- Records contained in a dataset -

━━━━━━━━━━

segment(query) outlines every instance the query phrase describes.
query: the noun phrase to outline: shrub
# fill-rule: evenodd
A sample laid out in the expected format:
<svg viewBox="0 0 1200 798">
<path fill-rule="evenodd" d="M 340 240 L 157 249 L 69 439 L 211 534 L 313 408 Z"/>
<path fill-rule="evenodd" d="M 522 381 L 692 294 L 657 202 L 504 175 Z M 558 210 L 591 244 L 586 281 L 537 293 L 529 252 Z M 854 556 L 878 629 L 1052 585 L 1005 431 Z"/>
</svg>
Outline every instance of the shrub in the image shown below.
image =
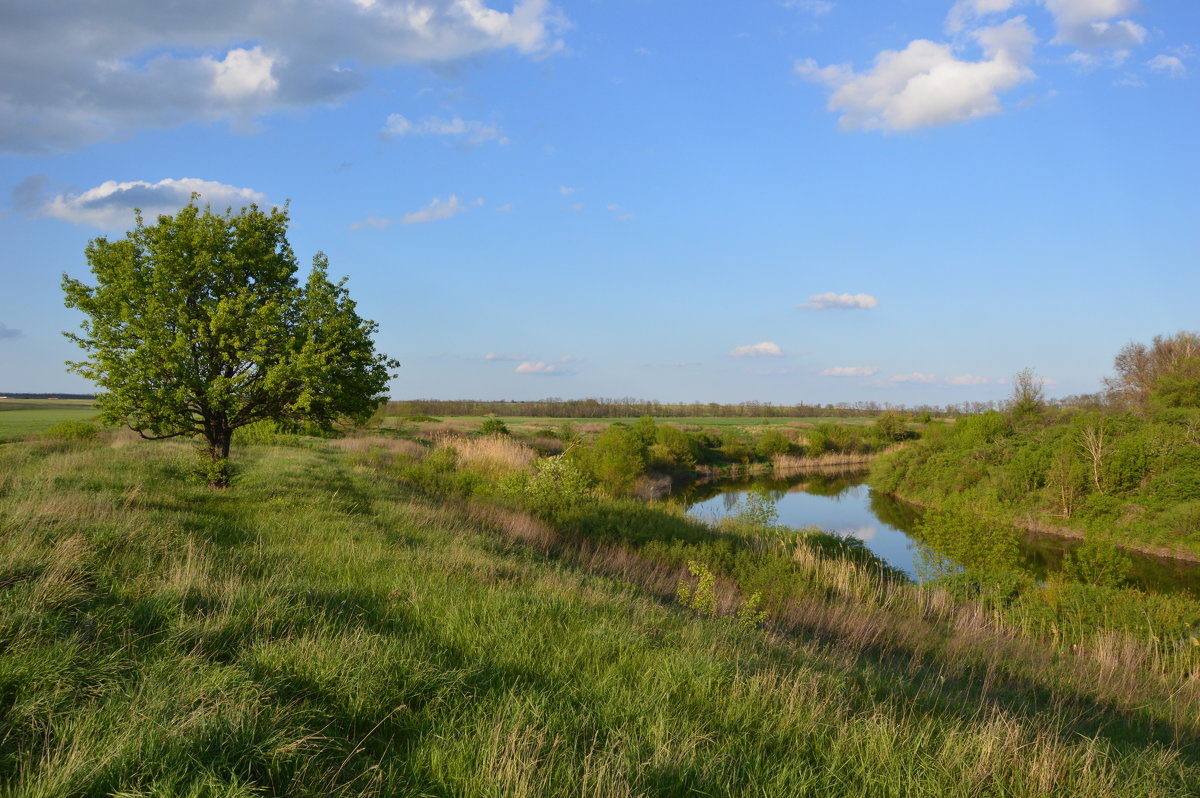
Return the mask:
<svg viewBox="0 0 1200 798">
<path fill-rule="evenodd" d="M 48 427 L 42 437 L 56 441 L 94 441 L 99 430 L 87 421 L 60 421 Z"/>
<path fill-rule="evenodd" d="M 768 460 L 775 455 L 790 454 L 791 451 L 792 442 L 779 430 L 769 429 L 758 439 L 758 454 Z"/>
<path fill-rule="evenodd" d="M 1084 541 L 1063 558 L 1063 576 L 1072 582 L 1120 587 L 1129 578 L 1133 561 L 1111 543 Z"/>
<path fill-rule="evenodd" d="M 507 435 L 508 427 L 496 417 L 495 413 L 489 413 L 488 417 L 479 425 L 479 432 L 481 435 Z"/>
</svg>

━━━━━━━━━━

- EXERCISE AIM -
Starting at the line that holds "# fill-rule: evenodd", retype every line through the end of the data, both ends included. Pictures stay out of the copy.

- REPLY -
# fill-rule: evenodd
A sample laid out in the expected format:
<svg viewBox="0 0 1200 798">
<path fill-rule="evenodd" d="M 340 240 L 157 249 L 69 439 L 211 534 L 313 408 Z"/>
<path fill-rule="evenodd" d="M 522 381 L 692 294 L 657 202 L 504 175 Z M 558 210 L 591 244 L 586 281 L 537 293 L 529 252 Z M 854 556 L 878 629 L 1052 585 L 1005 431 Z"/>
</svg>
Outline every instance of the shrub in the image shown below.
image =
Return the mask:
<svg viewBox="0 0 1200 798">
<path fill-rule="evenodd" d="M 48 427 L 42 437 L 56 441 L 94 441 L 99 430 L 87 421 L 60 421 Z"/>
<path fill-rule="evenodd" d="M 768 460 L 775 455 L 790 454 L 791 451 L 792 442 L 779 430 L 769 429 L 758 439 L 758 454 Z"/>
<path fill-rule="evenodd" d="M 1084 541 L 1063 558 L 1063 576 L 1072 582 L 1120 587 L 1129 578 L 1133 561 L 1111 543 Z"/>
<path fill-rule="evenodd" d="M 507 435 L 508 427 L 496 417 L 495 413 L 489 413 L 488 417 L 479 425 L 479 432 L 481 435 Z"/>
</svg>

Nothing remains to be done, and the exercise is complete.